■ Passage
-- begin --

Why do people use BAT instead of TRAP?

Lexical Sets

Joey Stanley


October 28, 2019

In English sociolinguistics, you’ll often see vowel phonemes represented by a single word in small caps. For example, trap represents /æ/. However, in a lot of American dialectology papers, you’ll see authors use the label bat instead. In this post, I explain why I think these competing labels are used… and why I prefer trap over bat.

See also: “Thoughts on allophonic extensions to Wells’ lexical sets.”

Wells Lexical Sets

As it turns out the trap label came first. In fact, trap is just one in a set of 24 labels, one for each English vowel. The creator of this lexical set is John C. Wells, who established them in his 1982 three-volume series, Accents of English. In the preface of each volume, Wells explains a notation system that has since been called the “Wells Lexical Sets.” Because it is brief, I’ll quote it in its entirety (bold and small caps in original):

Words written in capitals

Throughout the work, use is made of the concept of standard lexical sets. These enable one to refer concisely to large groups of words which tend to share the same vowel, and to the vowel which they share. They are based on the vowel correspondences which apply between British Received Pronunciation and (a variety of) General American, and make use of keywords intended to be unmistakable no matter what accent one says them in. Thus ‘the kit words’ refers to ‘ship, bridge, milk…’; ‘the kit vowel’ refers to the vowel these words have (in most accents, /ɪ/); both may just be referred to as kit.

Wells then provides this table:

Table 1: Wells’ original lexical sets. From Wells (1982:xviii–xix).

-- end --

■ Stored data
-- begin --

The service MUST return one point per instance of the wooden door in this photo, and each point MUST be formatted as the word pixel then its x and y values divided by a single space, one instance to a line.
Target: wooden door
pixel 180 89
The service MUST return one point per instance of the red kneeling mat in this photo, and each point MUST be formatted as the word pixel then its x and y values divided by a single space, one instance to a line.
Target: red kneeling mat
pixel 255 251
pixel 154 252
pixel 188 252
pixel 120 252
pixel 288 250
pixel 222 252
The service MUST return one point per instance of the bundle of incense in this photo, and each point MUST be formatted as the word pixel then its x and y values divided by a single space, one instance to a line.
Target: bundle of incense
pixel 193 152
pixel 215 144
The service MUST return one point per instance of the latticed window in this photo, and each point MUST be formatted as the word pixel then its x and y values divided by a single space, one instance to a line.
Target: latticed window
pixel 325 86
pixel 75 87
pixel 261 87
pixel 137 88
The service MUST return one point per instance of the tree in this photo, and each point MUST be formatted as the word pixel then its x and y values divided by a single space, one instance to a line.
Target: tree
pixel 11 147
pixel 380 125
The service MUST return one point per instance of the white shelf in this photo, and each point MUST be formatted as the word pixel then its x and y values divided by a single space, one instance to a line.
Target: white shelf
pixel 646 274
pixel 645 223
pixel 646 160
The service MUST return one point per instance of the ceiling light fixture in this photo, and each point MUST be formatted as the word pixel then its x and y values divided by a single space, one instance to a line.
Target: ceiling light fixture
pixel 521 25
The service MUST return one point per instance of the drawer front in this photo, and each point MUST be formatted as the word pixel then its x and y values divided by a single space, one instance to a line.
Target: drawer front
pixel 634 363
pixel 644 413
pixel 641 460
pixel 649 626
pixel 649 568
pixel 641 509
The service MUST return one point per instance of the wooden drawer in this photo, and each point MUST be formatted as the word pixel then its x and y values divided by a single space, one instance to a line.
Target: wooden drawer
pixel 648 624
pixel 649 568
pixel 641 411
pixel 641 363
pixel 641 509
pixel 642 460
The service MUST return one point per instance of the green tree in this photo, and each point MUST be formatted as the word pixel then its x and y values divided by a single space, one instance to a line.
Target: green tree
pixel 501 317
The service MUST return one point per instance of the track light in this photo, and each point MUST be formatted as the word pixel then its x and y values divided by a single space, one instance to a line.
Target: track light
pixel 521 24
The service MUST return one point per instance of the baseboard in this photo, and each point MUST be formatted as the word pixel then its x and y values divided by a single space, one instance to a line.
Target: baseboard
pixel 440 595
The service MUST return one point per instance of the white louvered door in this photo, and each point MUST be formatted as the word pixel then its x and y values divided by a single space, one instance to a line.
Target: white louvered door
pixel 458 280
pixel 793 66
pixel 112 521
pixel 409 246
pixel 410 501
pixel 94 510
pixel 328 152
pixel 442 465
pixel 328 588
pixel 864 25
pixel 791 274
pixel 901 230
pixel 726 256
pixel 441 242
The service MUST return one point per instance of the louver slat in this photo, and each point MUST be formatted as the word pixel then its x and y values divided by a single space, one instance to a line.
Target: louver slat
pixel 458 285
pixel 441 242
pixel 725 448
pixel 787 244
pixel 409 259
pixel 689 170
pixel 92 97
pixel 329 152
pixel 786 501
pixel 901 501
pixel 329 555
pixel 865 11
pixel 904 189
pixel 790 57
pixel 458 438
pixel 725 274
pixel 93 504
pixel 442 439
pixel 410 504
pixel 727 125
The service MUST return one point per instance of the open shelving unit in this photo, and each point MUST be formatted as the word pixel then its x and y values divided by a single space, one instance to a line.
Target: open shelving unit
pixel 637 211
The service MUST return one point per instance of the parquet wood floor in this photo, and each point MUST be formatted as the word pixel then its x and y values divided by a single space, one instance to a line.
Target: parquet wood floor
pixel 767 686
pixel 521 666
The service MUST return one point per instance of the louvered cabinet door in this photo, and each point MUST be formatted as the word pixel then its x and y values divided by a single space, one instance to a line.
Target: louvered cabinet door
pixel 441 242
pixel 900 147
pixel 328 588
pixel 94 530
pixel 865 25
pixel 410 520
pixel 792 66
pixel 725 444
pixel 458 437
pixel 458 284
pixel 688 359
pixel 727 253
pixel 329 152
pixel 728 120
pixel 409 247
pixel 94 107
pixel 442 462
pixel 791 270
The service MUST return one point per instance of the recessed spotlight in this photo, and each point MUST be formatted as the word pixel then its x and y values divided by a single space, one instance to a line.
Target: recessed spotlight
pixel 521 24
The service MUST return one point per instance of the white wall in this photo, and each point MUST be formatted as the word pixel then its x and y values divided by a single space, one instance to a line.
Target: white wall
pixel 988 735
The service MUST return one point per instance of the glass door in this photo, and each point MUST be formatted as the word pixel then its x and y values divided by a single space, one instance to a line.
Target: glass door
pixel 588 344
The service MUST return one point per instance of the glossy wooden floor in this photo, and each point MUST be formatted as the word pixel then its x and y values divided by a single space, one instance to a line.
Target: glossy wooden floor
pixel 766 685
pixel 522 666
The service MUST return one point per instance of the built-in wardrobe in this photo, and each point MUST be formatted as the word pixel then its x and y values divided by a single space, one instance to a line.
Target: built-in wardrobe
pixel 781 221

-- end --

■ Do this
According to the post on lexical sets above, in which work did John C. Wells establish his lexical sets?

■ Solution to this exercise
His 1982 three-volume series, Accents of English.